### Excerpt to read
* start *

Although some commentators see Hungary’s ruling nationalist-conservative Fidesz party as far-right, they are not in either far-right grouping.
Most far-right parties have traditionally sought to challenge the EU as a supranational force, and many still do.
But Ms Meloni’s party has left behind its “once vehement opposition to Brussels”, says Prof Leila Simona Talani of King’s College London. Her European Election manifesto says “we want Europe to be a political giant with a leading role internationally”.
Meanwhile, Austria’s Freedom Party (FPÖ) is fighting its election campaign on the slogan “Stop EU madness”, against a backdrop of Volodymyr Zelensky kissing the president of the European Commission and buzz phrases such as “asylum crisis”, “eco-communism” and “corona-chaos”.
Despite a succession of national scandals, FPÖ leader Herbert Kickl is leading the EU election polls and could win national elections in the autumn.
Eurosceptic rhetoric remains widespread on the far right, but there is less talk now of leaving the EU.
Geert Wilders’ Freedom Party did back a Dutch “Nexit” referendum to leave the EU but now says: “I see there’s no longer support for a Nexit in the Netherlands”.
The same goes for The Finns Party, which does not actively seek a Finnish exit, or “Fixit” from the EU any more: “It is not realistic that Finland would unilaterally leave the EU” in the near future, it says.
Sweden Democrats leader Jimmie Akesson has not dropped the idea completely, and wants to remove Sweden’s EU membership from its constitution.

* end *

### Material provided
* start *

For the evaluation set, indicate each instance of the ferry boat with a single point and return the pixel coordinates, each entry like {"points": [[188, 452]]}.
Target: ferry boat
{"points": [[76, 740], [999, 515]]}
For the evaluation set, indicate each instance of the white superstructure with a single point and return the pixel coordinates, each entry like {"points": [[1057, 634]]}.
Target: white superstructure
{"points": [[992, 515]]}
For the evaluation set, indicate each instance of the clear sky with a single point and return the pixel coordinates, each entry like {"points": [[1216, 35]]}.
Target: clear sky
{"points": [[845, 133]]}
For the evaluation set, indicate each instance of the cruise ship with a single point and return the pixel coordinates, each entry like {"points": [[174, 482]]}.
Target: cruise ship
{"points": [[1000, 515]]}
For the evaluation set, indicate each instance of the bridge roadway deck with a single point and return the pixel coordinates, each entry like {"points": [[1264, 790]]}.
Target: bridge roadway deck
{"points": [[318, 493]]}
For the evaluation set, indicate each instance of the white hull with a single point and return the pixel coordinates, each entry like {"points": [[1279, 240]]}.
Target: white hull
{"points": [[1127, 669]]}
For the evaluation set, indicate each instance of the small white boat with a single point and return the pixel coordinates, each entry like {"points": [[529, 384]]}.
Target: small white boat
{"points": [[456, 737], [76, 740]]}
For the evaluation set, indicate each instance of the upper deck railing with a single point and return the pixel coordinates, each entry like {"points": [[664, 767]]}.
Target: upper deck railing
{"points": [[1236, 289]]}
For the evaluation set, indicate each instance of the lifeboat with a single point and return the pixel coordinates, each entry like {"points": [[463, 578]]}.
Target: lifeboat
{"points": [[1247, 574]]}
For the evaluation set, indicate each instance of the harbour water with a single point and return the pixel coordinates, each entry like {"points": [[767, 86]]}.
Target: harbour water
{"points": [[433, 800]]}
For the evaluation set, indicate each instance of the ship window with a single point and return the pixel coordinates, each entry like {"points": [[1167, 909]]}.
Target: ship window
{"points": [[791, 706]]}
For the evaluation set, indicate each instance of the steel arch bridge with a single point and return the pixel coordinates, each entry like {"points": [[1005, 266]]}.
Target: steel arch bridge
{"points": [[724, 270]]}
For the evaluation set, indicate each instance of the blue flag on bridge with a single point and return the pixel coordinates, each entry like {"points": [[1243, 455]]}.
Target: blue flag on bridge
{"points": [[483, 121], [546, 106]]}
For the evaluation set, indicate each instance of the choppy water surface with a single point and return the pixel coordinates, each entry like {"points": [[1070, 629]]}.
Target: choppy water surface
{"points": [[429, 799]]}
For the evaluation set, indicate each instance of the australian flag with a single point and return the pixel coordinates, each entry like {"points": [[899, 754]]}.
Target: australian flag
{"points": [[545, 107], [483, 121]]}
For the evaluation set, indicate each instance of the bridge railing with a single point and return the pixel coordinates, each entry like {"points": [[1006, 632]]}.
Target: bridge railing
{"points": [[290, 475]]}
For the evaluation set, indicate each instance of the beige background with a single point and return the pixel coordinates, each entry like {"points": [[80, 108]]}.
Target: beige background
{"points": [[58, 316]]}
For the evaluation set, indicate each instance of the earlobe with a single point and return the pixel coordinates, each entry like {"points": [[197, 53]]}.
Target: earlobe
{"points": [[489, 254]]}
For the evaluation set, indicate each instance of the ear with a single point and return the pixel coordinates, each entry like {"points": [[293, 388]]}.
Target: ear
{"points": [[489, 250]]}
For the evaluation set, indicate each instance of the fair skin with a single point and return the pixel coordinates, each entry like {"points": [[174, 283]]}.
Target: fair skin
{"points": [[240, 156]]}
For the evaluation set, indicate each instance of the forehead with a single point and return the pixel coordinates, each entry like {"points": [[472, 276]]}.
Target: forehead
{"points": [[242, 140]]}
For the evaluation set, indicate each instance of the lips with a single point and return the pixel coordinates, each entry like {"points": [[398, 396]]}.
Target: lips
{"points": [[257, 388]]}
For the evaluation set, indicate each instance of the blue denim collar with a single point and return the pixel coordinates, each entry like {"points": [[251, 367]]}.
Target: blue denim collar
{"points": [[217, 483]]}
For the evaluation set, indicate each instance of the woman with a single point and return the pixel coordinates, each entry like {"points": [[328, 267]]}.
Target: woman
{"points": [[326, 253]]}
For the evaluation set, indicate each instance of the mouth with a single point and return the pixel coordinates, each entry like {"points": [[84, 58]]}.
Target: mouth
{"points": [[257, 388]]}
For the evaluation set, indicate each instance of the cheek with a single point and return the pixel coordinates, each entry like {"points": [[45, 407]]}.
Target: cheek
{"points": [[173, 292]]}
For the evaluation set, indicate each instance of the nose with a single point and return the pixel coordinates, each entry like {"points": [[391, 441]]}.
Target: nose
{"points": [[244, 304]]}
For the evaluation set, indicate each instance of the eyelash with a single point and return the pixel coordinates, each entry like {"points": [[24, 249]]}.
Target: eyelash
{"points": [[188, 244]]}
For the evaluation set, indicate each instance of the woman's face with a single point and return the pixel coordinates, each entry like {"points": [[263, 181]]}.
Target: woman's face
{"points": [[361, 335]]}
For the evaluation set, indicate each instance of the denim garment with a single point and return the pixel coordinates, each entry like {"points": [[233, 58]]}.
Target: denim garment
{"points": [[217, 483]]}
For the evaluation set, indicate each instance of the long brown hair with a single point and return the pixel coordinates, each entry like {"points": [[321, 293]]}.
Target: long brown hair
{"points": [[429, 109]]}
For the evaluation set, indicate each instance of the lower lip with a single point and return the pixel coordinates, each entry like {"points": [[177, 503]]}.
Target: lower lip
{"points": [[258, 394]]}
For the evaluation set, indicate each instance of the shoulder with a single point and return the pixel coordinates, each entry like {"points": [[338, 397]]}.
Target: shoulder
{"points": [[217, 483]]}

* end *

### Goal 1
In the excerpt on far-right parties and the EU, what slogan is Austria's Freedom Party using in its election campaign?
### Goal 2
Using the excerpt on far-right parties and the EU, explain why the Finns Party no longer actively pursues a "Fixit."
### Goal 3
Write a continuation of the excerpt on far-right parties and the EU, starting after its final sentence.

### Response 1
"Stop EU madness"

### Response 2
The party says it is not realistic for Finland to leave the EU unilaterally in the near future. For that reason it no longer actively seeks a Finnish exit.

### Response 3
Marine Le Pen has never been a fan of the EU either, but she no longer talks of leaving it. She has sought to accuse its officials of “promoting Islamism and wokeism” and of seeking to scrap Europe’s borders. Her party is now led by Jordan Bardella, who is number one on the EU election list. But a former boss of the EU’s Frontex border agency, Fabrice Leggeri, is at number three.
How this patchwork of nationalist politics plays out in the European Parliament after the votes on 6-9 June is hard to predict.
But the parties on the far right are far better organised than before, as the Madrid rally showed. Even Argentina’s President Javier Milei was there.
“It’s part of a long trajectory [for the far right] to form international ties and international networks,” says Matthias Dilling.
The question is whether they have the same ambition as Giorgia Meloni.
“I want to try something that’s not easy but fascinating, to repeat in Europe what we’ve achieved in Italy,” she told Italian TV.